Work instructions — Pull out every line below that contains "golden", and treat uppercase and lowercase as different.

# # # # #

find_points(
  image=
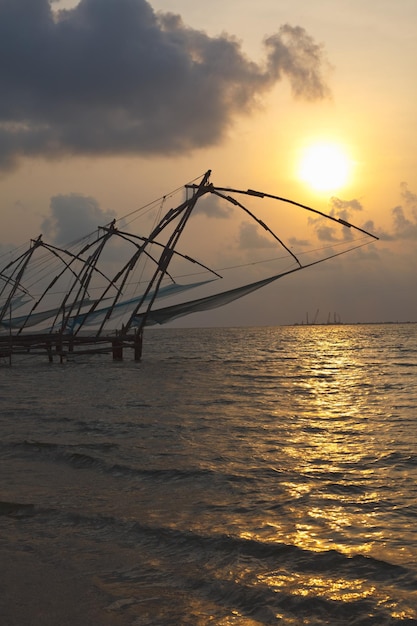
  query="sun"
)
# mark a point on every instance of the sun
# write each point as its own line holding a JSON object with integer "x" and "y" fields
{"x": 325, "y": 166}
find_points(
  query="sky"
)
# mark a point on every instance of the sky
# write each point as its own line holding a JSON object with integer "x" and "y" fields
{"x": 109, "y": 104}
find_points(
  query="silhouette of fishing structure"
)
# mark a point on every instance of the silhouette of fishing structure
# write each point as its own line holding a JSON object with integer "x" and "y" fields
{"x": 63, "y": 301}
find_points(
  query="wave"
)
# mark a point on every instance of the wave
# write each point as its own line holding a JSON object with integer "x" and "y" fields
{"x": 264, "y": 581}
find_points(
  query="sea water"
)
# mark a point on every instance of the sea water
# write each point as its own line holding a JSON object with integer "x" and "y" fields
{"x": 233, "y": 477}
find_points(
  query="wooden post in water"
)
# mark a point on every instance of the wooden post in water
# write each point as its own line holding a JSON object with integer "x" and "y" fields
{"x": 117, "y": 348}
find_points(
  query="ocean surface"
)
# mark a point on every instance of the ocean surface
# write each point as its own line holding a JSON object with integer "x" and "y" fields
{"x": 242, "y": 476}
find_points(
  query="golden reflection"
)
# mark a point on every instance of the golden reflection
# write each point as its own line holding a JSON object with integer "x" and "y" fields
{"x": 335, "y": 589}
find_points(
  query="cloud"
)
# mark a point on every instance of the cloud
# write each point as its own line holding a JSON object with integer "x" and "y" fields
{"x": 404, "y": 227}
{"x": 73, "y": 216}
{"x": 114, "y": 77}
{"x": 340, "y": 209}
{"x": 211, "y": 206}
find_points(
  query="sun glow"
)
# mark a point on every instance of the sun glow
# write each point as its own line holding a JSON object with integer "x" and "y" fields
{"x": 325, "y": 167}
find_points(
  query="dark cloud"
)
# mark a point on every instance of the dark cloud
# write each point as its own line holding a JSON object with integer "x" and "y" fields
{"x": 73, "y": 216}
{"x": 405, "y": 227}
{"x": 113, "y": 76}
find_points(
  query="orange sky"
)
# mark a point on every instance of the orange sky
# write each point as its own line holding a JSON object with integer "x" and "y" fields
{"x": 365, "y": 105}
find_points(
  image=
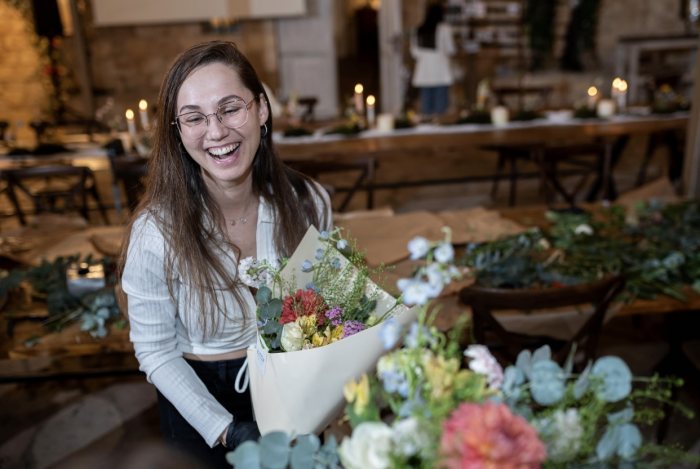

# # # # #

Solution to this problem —
  query="golden reflection"
# mark a point on every instance of the golden reflection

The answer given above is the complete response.